[Excerpt from a dataset]
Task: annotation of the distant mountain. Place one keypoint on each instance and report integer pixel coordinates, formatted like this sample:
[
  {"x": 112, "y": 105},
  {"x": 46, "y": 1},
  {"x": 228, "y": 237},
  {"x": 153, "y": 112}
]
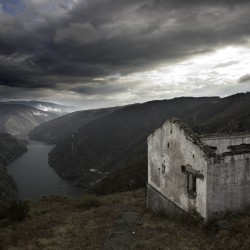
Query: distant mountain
[
  {"x": 62, "y": 127},
  {"x": 10, "y": 149},
  {"x": 18, "y": 119},
  {"x": 109, "y": 153},
  {"x": 46, "y": 106},
  {"x": 230, "y": 114}
]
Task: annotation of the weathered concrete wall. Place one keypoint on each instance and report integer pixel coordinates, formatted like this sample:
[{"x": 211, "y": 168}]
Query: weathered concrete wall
[
  {"x": 228, "y": 183},
  {"x": 156, "y": 202},
  {"x": 222, "y": 142},
  {"x": 169, "y": 148}
]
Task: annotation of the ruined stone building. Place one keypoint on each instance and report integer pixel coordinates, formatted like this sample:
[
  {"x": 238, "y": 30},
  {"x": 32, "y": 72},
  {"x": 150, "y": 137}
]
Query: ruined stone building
[{"x": 208, "y": 175}]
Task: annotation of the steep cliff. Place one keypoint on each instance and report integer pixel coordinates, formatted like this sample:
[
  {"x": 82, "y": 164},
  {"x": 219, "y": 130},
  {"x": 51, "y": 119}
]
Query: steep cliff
[{"x": 10, "y": 149}]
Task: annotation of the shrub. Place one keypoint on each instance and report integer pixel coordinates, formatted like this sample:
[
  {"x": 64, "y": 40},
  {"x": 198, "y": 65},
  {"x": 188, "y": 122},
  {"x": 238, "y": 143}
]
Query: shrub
[{"x": 88, "y": 201}]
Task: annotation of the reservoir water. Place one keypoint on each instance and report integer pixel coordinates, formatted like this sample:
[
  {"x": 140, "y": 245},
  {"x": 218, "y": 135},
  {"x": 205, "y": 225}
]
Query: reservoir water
[{"x": 35, "y": 178}]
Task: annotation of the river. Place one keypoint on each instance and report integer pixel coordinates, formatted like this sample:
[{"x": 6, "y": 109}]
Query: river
[{"x": 35, "y": 178}]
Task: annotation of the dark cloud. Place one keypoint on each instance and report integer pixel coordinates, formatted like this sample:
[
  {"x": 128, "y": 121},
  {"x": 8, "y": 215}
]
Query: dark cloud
[
  {"x": 97, "y": 38},
  {"x": 245, "y": 78},
  {"x": 222, "y": 65}
]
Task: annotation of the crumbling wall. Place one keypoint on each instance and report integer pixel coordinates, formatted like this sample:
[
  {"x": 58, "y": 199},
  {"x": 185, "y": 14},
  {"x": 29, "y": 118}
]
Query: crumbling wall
[
  {"x": 170, "y": 148},
  {"x": 228, "y": 183}
]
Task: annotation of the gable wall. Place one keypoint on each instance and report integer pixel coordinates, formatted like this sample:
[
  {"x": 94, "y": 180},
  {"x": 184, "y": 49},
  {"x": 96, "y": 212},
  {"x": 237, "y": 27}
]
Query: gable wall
[{"x": 172, "y": 182}]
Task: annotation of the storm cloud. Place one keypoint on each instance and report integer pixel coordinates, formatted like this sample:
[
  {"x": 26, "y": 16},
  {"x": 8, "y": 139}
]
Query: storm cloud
[{"x": 65, "y": 45}]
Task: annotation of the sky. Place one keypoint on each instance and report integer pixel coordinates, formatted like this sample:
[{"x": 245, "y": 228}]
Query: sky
[{"x": 101, "y": 53}]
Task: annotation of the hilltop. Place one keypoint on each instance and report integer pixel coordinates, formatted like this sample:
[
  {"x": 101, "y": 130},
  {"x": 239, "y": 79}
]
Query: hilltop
[{"x": 116, "y": 221}]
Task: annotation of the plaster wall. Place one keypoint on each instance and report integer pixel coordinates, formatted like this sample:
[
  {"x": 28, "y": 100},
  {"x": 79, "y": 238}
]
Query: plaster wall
[
  {"x": 222, "y": 142},
  {"x": 228, "y": 183},
  {"x": 169, "y": 148}
]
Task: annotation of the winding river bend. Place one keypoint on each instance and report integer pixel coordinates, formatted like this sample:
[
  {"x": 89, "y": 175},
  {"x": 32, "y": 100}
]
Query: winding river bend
[{"x": 35, "y": 178}]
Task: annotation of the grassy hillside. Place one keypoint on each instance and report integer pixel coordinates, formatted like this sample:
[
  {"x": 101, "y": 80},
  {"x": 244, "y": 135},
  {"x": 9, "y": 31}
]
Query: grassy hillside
[
  {"x": 10, "y": 149},
  {"x": 116, "y": 222}
]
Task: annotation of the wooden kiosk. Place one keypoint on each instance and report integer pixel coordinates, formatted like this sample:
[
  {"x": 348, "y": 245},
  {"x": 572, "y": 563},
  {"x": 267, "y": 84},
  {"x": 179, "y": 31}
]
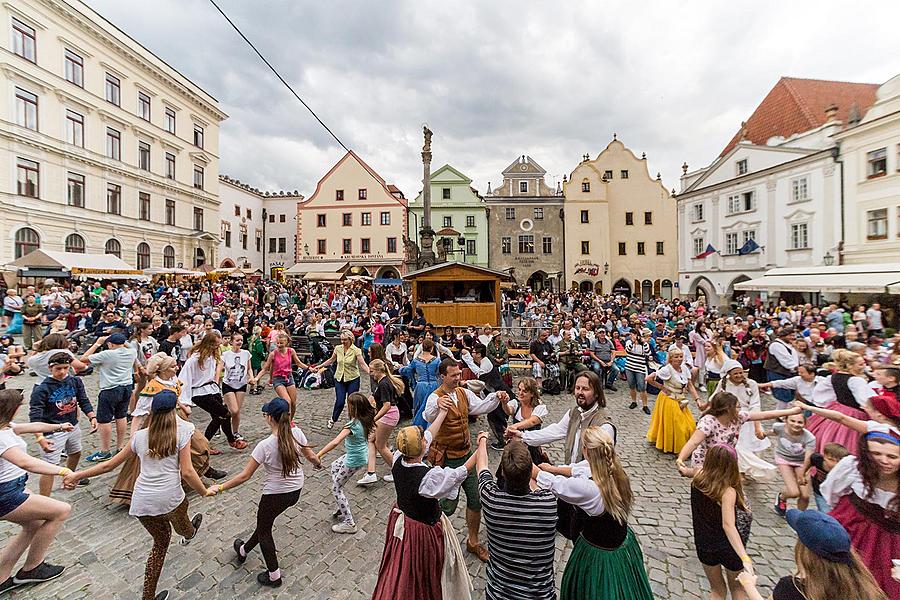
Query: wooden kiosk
[{"x": 458, "y": 294}]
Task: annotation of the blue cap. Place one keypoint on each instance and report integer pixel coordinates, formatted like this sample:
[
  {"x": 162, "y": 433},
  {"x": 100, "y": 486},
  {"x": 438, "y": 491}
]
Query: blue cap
[
  {"x": 822, "y": 534},
  {"x": 163, "y": 401},
  {"x": 276, "y": 407},
  {"x": 116, "y": 338}
]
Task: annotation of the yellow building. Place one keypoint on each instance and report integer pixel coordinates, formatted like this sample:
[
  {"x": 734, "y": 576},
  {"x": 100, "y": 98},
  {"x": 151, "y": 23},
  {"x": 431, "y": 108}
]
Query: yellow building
[
  {"x": 354, "y": 217},
  {"x": 620, "y": 226}
]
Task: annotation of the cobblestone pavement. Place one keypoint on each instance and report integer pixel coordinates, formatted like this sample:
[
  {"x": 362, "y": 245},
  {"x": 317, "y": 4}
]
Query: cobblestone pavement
[{"x": 105, "y": 550}]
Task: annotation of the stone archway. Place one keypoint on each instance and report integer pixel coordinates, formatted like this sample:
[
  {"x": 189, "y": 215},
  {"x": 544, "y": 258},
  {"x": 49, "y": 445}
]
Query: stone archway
[{"x": 622, "y": 287}]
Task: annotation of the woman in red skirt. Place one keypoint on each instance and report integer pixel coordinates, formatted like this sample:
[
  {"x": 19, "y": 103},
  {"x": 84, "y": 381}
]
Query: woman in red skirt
[
  {"x": 844, "y": 391},
  {"x": 422, "y": 558},
  {"x": 864, "y": 494}
]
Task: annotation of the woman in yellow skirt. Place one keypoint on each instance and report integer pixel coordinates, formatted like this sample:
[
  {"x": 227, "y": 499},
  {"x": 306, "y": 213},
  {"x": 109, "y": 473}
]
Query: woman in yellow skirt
[{"x": 672, "y": 423}]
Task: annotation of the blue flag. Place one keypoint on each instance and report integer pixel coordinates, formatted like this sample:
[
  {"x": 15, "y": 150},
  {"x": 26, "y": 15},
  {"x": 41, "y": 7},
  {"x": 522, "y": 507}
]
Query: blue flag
[{"x": 749, "y": 246}]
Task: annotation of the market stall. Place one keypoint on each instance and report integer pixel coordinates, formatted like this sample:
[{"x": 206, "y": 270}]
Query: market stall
[
  {"x": 458, "y": 294},
  {"x": 64, "y": 265}
]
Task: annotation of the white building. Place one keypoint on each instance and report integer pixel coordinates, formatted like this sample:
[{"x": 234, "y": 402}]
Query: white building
[
  {"x": 870, "y": 153},
  {"x": 776, "y": 183},
  {"x": 259, "y": 229},
  {"x": 105, "y": 148}
]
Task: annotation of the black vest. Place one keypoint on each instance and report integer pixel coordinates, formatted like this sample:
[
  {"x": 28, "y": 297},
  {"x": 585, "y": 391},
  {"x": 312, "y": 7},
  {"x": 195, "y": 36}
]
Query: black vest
[
  {"x": 842, "y": 391},
  {"x": 407, "y": 481}
]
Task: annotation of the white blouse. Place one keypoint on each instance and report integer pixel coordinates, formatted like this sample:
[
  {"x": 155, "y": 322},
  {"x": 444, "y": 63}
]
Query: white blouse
[
  {"x": 579, "y": 489},
  {"x": 845, "y": 478},
  {"x": 439, "y": 482},
  {"x": 540, "y": 411},
  {"x": 824, "y": 393}
]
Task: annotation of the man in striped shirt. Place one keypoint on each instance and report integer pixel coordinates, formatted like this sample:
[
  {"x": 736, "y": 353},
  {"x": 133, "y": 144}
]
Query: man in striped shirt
[
  {"x": 521, "y": 527},
  {"x": 637, "y": 356}
]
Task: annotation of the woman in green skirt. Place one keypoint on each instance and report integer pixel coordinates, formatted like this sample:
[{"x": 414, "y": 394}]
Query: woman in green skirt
[{"x": 607, "y": 562}]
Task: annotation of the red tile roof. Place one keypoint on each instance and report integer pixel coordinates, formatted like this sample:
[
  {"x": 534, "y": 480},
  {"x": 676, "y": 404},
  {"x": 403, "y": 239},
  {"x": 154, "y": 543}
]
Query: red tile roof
[{"x": 797, "y": 105}]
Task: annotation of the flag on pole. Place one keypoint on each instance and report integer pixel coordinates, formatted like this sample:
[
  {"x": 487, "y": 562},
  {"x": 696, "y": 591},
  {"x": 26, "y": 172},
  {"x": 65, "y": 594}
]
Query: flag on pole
[
  {"x": 709, "y": 250},
  {"x": 749, "y": 246}
]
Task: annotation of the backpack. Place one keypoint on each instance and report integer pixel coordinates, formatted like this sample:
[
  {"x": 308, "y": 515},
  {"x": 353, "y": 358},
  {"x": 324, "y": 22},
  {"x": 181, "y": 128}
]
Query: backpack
[{"x": 551, "y": 386}]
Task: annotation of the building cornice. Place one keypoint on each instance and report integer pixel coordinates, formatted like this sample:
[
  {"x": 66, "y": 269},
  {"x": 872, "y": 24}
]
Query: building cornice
[
  {"x": 749, "y": 177},
  {"x": 89, "y": 27}
]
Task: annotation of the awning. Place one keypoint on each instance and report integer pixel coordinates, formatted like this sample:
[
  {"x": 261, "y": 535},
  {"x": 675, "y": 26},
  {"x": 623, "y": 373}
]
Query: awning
[
  {"x": 842, "y": 279},
  {"x": 387, "y": 281},
  {"x": 77, "y": 265},
  {"x": 317, "y": 267},
  {"x": 323, "y": 277}
]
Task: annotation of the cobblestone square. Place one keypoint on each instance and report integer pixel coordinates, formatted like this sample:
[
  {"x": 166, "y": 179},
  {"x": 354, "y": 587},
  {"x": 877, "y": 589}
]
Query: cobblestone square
[{"x": 104, "y": 549}]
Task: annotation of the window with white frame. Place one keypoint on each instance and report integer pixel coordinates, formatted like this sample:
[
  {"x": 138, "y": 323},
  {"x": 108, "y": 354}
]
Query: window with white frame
[
  {"x": 697, "y": 212},
  {"x": 699, "y": 246},
  {"x": 731, "y": 243},
  {"x": 799, "y": 236},
  {"x": 877, "y": 163},
  {"x": 743, "y": 202},
  {"x": 799, "y": 189},
  {"x": 876, "y": 224}
]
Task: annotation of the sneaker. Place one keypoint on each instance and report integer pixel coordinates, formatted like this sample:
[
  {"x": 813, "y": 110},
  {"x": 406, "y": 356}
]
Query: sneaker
[
  {"x": 369, "y": 479},
  {"x": 780, "y": 505},
  {"x": 237, "y": 550},
  {"x": 263, "y": 579},
  {"x": 198, "y": 518},
  {"x": 99, "y": 456},
  {"x": 43, "y": 572},
  {"x": 214, "y": 473},
  {"x": 344, "y": 528}
]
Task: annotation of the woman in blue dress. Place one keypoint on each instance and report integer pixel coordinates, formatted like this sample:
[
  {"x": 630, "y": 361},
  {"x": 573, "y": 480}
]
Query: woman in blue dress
[{"x": 423, "y": 369}]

• TASK DIRECTIONS:
Return exactly the lines from the line bearing "Task: annotation of the building" to the end of the records, inclusive of both; include no other lines.

• WRITTEN RESPONSE:
Task: annotation of the building cornice. Place one keypoint on each instance and report integer pixel coordinates, formatted like this sample:
[
  {"x": 66, "y": 269},
  {"x": 872, "y": 24}
]
Query: building cornice
[
  {"x": 749, "y": 177},
  {"x": 89, "y": 27}
]
Task: annotation of the awning. Place one keypoint on each instance and report integer pixel coordinates, formatted like this sample:
[
  {"x": 261, "y": 535},
  {"x": 675, "y": 26},
  {"x": 623, "y": 373}
]
Query: awning
[
  {"x": 842, "y": 279},
  {"x": 387, "y": 281},
  {"x": 77, "y": 265},
  {"x": 317, "y": 267},
  {"x": 323, "y": 277}
]
Task: annotation of the cobblestone square. Place one keypoint on each instance and report integer pixel coordinates, formatted like this sample:
[
  {"x": 166, "y": 179},
  {"x": 354, "y": 587},
  {"x": 877, "y": 589}
]
Query: cobblestone square
[{"x": 104, "y": 549}]
Task: annotation of the window with white frame. Place one keypoint on each instance and report integer pixel coordinates, formatted like this sample:
[
  {"x": 138, "y": 323},
  {"x": 108, "y": 354}
]
Query: window with white frame
[
  {"x": 697, "y": 212},
  {"x": 699, "y": 246},
  {"x": 731, "y": 243},
  {"x": 799, "y": 236},
  {"x": 877, "y": 163},
  {"x": 743, "y": 202},
  {"x": 799, "y": 189},
  {"x": 876, "y": 224}
]
Task: annotation of the sneaker. Place one keypoint on each instance and report integer pixel coordinates, formatted like this sample:
[
  {"x": 813, "y": 110},
  {"x": 406, "y": 356}
]
Query: sneaker
[
  {"x": 369, "y": 479},
  {"x": 780, "y": 505},
  {"x": 237, "y": 550},
  {"x": 263, "y": 579},
  {"x": 198, "y": 518},
  {"x": 99, "y": 456},
  {"x": 43, "y": 572},
  {"x": 214, "y": 473},
  {"x": 344, "y": 528}
]
Task: annotation of the woman in blue dress. Place one keypoint on each instance and report integer pixel coordinates, formatted like this sample:
[
  {"x": 630, "y": 361},
  {"x": 573, "y": 480}
]
Query: woman in blue dress
[{"x": 423, "y": 369}]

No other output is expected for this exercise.